● TASK TO COMPLETE:
Turn every line of the items below into a Markdown table with two columns, Row and Text, where Row holds the line number and Text holds the line itself, skipping blank lines. Leave the pictures out of the table.

◆ ◆ ◆ ◆

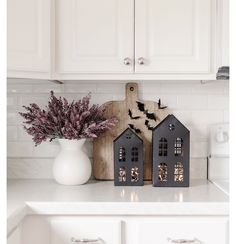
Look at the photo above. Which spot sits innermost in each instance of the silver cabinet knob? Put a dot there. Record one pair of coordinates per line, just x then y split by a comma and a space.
193, 241
127, 61
141, 61
85, 240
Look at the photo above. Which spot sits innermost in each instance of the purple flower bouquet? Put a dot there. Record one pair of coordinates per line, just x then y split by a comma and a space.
64, 120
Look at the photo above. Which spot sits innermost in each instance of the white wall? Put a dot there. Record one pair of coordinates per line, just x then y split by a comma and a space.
196, 105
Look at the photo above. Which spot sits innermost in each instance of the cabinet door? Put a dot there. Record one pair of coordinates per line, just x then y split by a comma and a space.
174, 36
223, 32
15, 237
166, 230
87, 230
94, 36
28, 38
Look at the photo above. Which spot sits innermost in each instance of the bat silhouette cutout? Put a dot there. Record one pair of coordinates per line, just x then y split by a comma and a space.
131, 115
138, 131
160, 106
151, 116
141, 107
148, 126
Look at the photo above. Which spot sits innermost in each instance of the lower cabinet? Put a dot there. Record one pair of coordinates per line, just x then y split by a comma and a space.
166, 230
124, 230
14, 237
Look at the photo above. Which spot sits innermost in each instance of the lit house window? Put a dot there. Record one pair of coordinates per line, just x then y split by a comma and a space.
178, 147
179, 172
163, 147
162, 172
122, 154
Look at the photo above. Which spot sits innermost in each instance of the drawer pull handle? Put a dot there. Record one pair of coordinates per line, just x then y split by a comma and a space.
193, 241
85, 240
127, 61
141, 61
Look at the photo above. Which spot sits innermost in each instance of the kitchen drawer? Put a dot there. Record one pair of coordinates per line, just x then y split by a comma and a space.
166, 230
98, 230
14, 237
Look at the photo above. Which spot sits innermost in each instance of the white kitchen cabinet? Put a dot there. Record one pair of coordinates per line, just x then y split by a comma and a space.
28, 38
117, 39
223, 32
15, 237
98, 230
174, 37
166, 230
124, 229
94, 36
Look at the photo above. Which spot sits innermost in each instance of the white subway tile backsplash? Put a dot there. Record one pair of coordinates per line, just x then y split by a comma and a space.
19, 88
198, 168
110, 88
198, 149
40, 100
29, 168
226, 116
191, 101
176, 88
48, 87
12, 117
196, 105
46, 149
22, 135
11, 101
12, 133
185, 116
218, 102
207, 117
80, 88
101, 98
20, 149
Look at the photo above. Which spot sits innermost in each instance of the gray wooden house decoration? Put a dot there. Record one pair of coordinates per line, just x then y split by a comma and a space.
128, 159
170, 153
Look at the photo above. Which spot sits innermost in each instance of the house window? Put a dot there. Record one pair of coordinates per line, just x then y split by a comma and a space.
134, 154
179, 172
179, 147
162, 172
134, 174
122, 174
163, 147
122, 154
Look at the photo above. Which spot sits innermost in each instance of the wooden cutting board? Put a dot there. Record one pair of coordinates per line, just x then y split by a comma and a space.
131, 113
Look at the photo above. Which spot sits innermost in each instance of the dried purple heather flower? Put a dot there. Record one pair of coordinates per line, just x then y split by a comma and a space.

◆ ◆ ◆ ◆

● REPLY:
| Row | Text |
|---|---|
| 1 | Look at the photo above. Which spot sits innermost in each instance of the silver cabinet knob? Put a dot there. Record one pair of coordinates per line, just x then y split by a comma and a space. |
| 2 | 193, 241 |
| 3 | 127, 61 |
| 4 | 141, 61 |
| 5 | 85, 240 |
| 6 | Look at the photo above. Which spot sits innermost in each instance of the purple flower bouquet? Put a dot there. Record one pair of coordinates per line, just x then y split by a comma and a space. |
| 7 | 64, 120 |
| 8 | Look at the photo above. Which spot sits innermost in each instance of the white wall? Put a dot there. Record one pair of coordinates per line, just x then y split by a comma and a space. |
| 9 | 196, 105 |
| 10 | Look at the photo above. Which spot sits innermost in each instance of the cabinet door? Put a dot there. Record one pair of coordinates per line, just x then y split by a comma and a space. |
| 11 | 174, 36 |
| 12 | 223, 32 |
| 13 | 15, 237 |
| 14 | 166, 230 |
| 15 | 87, 230 |
| 16 | 94, 36 |
| 17 | 28, 38 |
| 18 | Look at the photo above. Which spot sits innermost in each instance of the bat silhouette cutout? Put a dot there. Record one pair of coordinates per line, just x then y split by a comma and a space. |
| 19 | 131, 115 |
| 20 | 138, 131 |
| 21 | 160, 106 |
| 22 | 151, 116 |
| 23 | 141, 107 |
| 24 | 148, 126 |
| 25 | Look at the photo above. Which spot sits innermost in each instance of the lower cabinet? Put a dot there. Record one pair of coordinates per line, just x then y split by a comma and a space. |
| 26 | 166, 230 |
| 27 | 124, 230 |
| 28 | 14, 237 |
| 29 | Look at the photo above. Which spot sits innermost in each instance of the lit house window? Put a dot there. Record one pair of coordinates per line, just x then y split by a comma and a space. |
| 30 | 178, 147 |
| 31 | 179, 172 |
| 32 | 163, 147 |
| 33 | 162, 172 |
| 34 | 122, 154 |
| 35 | Look at the photo above. Which spot sits innermost in each instance of the drawer pull handle? Put a dot there. Record one pair of coordinates per line, just x then y split by a comma and a space. |
| 36 | 193, 241 |
| 37 | 85, 240 |
| 38 | 127, 61 |
| 39 | 141, 61 |
| 40 | Look at the photo above. Which spot sits innermost in each instance of the kitchen drawer? Put a dot there. Record one pair of coordinates per line, just x then y split by a comma and a space. |
| 41 | 166, 230 |
| 42 | 98, 230 |
| 43 | 14, 237 |
| 44 | Look at the photo above. Which spot sits innermost in each instance of the white kitchen cabinet? Put a dot there. Record one pair of coordinates per line, just x then y split by a comma and a space. |
| 45 | 28, 38 |
| 46 | 117, 39 |
| 47 | 223, 32 |
| 48 | 15, 237 |
| 49 | 98, 230 |
| 50 | 174, 37 |
| 51 | 166, 230 |
| 52 | 124, 229 |
| 53 | 94, 36 |
| 54 | Look at the photo above. Which spot sits innermost in each instance of the white subway tile backsplash? Put a dot there. Record one pair of coordinates per line, just x then y split by a comma and a space. |
| 55 | 19, 88 |
| 56 | 198, 168 |
| 57 | 110, 88 |
| 58 | 198, 149 |
| 59 | 40, 100 |
| 60 | 29, 168 |
| 61 | 226, 116 |
| 62 | 191, 101 |
| 63 | 176, 88 |
| 64 | 48, 87 |
| 65 | 12, 117 |
| 66 | 196, 105 |
| 67 | 46, 149 |
| 68 | 22, 135 |
| 69 | 11, 101 |
| 70 | 12, 133 |
| 71 | 185, 116 |
| 72 | 218, 102 |
| 73 | 207, 117 |
| 74 | 80, 88 |
| 75 | 101, 98 |
| 76 | 20, 149 |
| 77 | Look at the photo above. Which spot sits innermost in each instance of the gray wooden house decoration? Put a dot there. Record one pair of coordinates per line, just x then y split by a comma and a space. |
| 78 | 128, 159 |
| 79 | 170, 153 |
| 80 | Look at the photo above. Which spot sits innermost in each instance of the house window? Put a dot there. Record one pair of coordinates per line, just x then y split by a comma and a space. |
| 81 | 134, 154 |
| 82 | 179, 172 |
| 83 | 179, 147 |
| 84 | 162, 172 |
| 85 | 134, 174 |
| 86 | 122, 174 |
| 87 | 163, 147 |
| 88 | 122, 154 |
| 89 | Look at the photo above. Which spot sits innermost in each instance of the wooden cutting board? Put a dot there. Record one pair of coordinates per line, just x then y split by a comma and a space. |
| 90 | 131, 113 |
| 91 | Look at the photo above. Which spot sits innermost in each instance of the dried purple heather flower? Put a dot there. Record one pair of coordinates per line, just x then y split by a comma and a space. |